§ Your instructions: Copy every line of the material below word for word, leaving out the pictures.

§ Task data:
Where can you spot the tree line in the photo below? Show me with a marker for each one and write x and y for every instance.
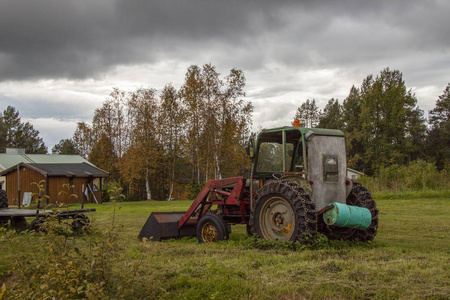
(150, 141)
(383, 125)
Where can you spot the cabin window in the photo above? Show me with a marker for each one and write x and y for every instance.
(330, 168)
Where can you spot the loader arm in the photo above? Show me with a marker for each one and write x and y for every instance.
(201, 198)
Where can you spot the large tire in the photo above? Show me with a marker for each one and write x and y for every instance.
(3, 199)
(211, 228)
(283, 211)
(359, 196)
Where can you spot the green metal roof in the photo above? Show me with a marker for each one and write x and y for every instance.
(9, 160)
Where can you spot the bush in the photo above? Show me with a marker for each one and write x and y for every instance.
(69, 265)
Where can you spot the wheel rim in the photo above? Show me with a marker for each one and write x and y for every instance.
(209, 233)
(277, 219)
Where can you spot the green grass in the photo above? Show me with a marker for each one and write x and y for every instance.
(409, 259)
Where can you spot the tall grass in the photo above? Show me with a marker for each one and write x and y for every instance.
(419, 176)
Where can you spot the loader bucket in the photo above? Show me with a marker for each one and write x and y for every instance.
(164, 225)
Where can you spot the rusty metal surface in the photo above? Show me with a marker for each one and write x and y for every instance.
(203, 195)
(10, 212)
(164, 225)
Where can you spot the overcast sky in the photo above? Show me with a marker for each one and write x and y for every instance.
(59, 60)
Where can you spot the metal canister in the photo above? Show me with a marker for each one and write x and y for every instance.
(344, 215)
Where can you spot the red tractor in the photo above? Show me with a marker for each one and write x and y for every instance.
(298, 186)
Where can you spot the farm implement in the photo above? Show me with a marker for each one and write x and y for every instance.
(298, 186)
(16, 217)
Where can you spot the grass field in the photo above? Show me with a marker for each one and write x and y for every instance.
(409, 259)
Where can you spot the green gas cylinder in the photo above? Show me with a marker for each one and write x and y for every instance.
(344, 215)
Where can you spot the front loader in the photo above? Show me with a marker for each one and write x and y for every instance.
(297, 187)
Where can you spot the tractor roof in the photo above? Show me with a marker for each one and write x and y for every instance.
(304, 130)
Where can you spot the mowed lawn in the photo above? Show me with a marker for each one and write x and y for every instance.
(409, 259)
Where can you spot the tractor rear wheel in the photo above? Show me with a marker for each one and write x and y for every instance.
(283, 211)
(3, 199)
(211, 228)
(359, 196)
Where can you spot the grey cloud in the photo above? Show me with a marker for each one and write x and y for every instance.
(81, 39)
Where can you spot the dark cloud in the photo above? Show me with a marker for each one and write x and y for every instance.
(82, 39)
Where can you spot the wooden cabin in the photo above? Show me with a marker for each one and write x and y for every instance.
(62, 182)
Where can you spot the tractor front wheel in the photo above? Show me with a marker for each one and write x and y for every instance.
(211, 228)
(283, 212)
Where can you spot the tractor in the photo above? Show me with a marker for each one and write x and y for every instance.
(297, 187)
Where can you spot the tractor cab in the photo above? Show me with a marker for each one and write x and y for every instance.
(313, 158)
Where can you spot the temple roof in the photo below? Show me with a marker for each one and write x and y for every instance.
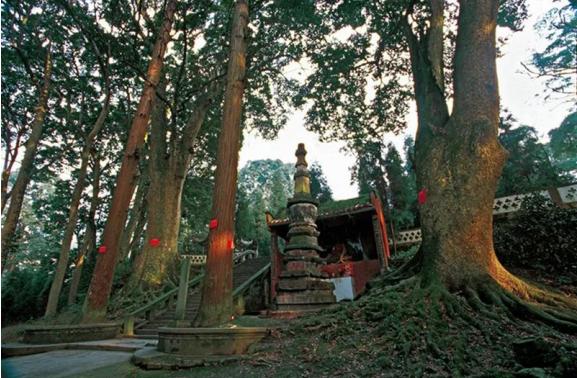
(335, 208)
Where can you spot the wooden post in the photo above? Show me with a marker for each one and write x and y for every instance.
(382, 228)
(182, 292)
(275, 266)
(379, 243)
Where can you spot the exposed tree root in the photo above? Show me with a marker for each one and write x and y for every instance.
(416, 327)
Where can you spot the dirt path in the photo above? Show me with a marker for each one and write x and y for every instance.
(61, 363)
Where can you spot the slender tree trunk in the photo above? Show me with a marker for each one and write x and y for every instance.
(27, 165)
(216, 302)
(168, 166)
(9, 160)
(89, 236)
(62, 264)
(101, 284)
(154, 263)
(136, 214)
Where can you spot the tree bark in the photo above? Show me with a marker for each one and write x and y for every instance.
(168, 167)
(62, 264)
(216, 301)
(458, 158)
(101, 283)
(89, 241)
(10, 157)
(27, 165)
(136, 214)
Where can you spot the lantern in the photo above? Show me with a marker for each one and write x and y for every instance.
(422, 196)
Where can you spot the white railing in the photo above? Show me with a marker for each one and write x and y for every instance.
(238, 257)
(501, 206)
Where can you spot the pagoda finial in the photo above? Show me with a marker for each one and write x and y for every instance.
(302, 176)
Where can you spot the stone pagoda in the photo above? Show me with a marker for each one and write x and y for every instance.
(301, 285)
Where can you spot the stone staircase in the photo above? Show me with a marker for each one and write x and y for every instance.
(241, 274)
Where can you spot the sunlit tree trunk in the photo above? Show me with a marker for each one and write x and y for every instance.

§ Output of the task:
Where can you spot the tree line in the photo below? Show me with a marker for each one and write x and y for every instance.
(150, 141)
(383, 125)
Where can you spot the cabin window in the photo above? Show me with a marker for each one and write x and y for every instance.
(330, 168)
Where can you spot the loader arm in the photo above? Show me with a marker for each one and write x and y for every instance.
(201, 198)
Where can you spot the large tire in the photo above? Show me with a marker for each one and write x and y for every instance.
(3, 199)
(211, 228)
(283, 211)
(359, 196)
Where can you spot the green metal roof in the photo above? Show me with a marker for each one and write x and y for every instance.
(9, 160)
Where can you spot the bush in the photo above? Show me with a marker for each one and write x and y for every instance.
(69, 265)
Where can you spot the wheel rim in the photo above? Show me with a marker for each one and write x and y for every instance.
(209, 233)
(277, 219)
Where can you spot the green grass in the photo above? Show me with a marker for each one and write x and y for every instance.
(409, 259)
Where can you spot the tall grass in the photo above? Show me with a marker for each one and write x and y for every instance.
(419, 176)
Where can you spot the loader bucket in the photo above? Show me with a marker for each one and write x and y for every instance.
(164, 225)
Where can you spot the rusty metal surface in the photo above? Show me with a marker for each one and write x and y for every instance.
(203, 195)
(10, 212)
(164, 225)
Where can you spot the overcast sky in the photo above? Show me with a marker for each one and write x and y for every instance.
(59, 60)
Where can you spot the metal canister in the photo above? Show me with a marker for each one and write x and y for every instance.
(344, 215)
Where can you spot the red tractor in the photo above? Show me with a marker for each one and write x and y for every instance.
(298, 186)
Where can you spot the farm implement in the photo above? Show me with a marker for each one and write x and y for every instance.
(298, 186)
(16, 217)
Where can you spot the grass field in the photo above? Show me with a marker for each one and write x and y for every instance.
(409, 259)
Where can you spot the green gas cylinder in the photo above? Show me with a marker for each one and write x and y for every instance.
(344, 215)
Where can you spot the front loader in the photo above? Show me with a marker for each one and write x and y for every instance.
(297, 187)
Where can you spot the tractor roof in the photo above? Show me with a marker for each one and write x and y for every instance.
(304, 130)
Where can you spot the mowed lawn in the photo above? Show me with a marker for each one and write x and y for every instance.
(409, 259)
Where can you spot the tractor rear wheel in the photo above? Show me with a marker for each one and write x and y for every instance.
(283, 211)
(3, 199)
(211, 228)
(359, 196)
Where can you spot the grey cloud in the photo above? Show me with a marker for each one and write x and y for every instance.
(81, 39)
Where can you spot the dark cloud in the photo above? Show me with a marker for each one and write x and y for every instance.
(82, 39)
Where can you spot the wooden cabin in the photo above? Show me with a marker for each one and write x and y for every instance.
(62, 182)
Where can you spot the tractor front wheel in the photo above? Show me with a marker for each one and write x and y for every instance.
(211, 228)
(283, 212)
Where can you spot the tractor in the photo above? Show me with a marker for each one and write x and y for every instance.
(297, 187)
Where can you spot the tractor cab in the photo above? Show me with a marker for each one and write x and y for every instance.
(313, 158)
Where can you spot the temple roof in the photo below? Show me with a marker for each one and write x and y for every instance.
(335, 208)
Where can you spot the wooden post in the photo above? Show me with a marker for each one and write x and y for every instance.
(382, 228)
(182, 292)
(275, 266)
(379, 243)
Where can you spot the exposed tree root in the photo above? Show me with a marker for each one and write x and y for every instance.
(416, 327)
Where can you spot the dirt path in the photo above? Show me with a marker for each one and write x and y for every instance.
(61, 363)
Where can you spot the slender tree trunk in the photo above? Show me with a marker for each one and write x and y for every instance.
(27, 165)
(216, 302)
(168, 166)
(9, 160)
(89, 236)
(62, 264)
(101, 284)
(154, 263)
(136, 214)
Where can you spot the tree bark in the photo above? Show me with a marker for each one and write x and y for every instance.
(168, 167)
(62, 264)
(216, 301)
(458, 158)
(101, 283)
(89, 241)
(10, 157)
(27, 165)
(136, 214)
Where can you spot the lantern in the photo above? Show me with a marker for each one and write x and y for every instance.
(422, 196)
Where can you spot the white railing in the photo above? Show me with a marker for each one and write x and y for every instance.
(238, 257)
(501, 206)
Where can you spot the pagoda finial in the photo above? Show me with a marker for each one and write x and y for every instance.
(302, 176)
Where can you spot the stone pagoda in the photo above? Show me with a marker for each one and write x and y for every instance.
(301, 285)
Where can you spot the stone staircase in the photo above? Show me with a marker for each one and write x and y for every instance.
(241, 274)
Where can you spot the sunlit tree trunk in the photo above? Show me with a marker for each one and write x and y for every instance.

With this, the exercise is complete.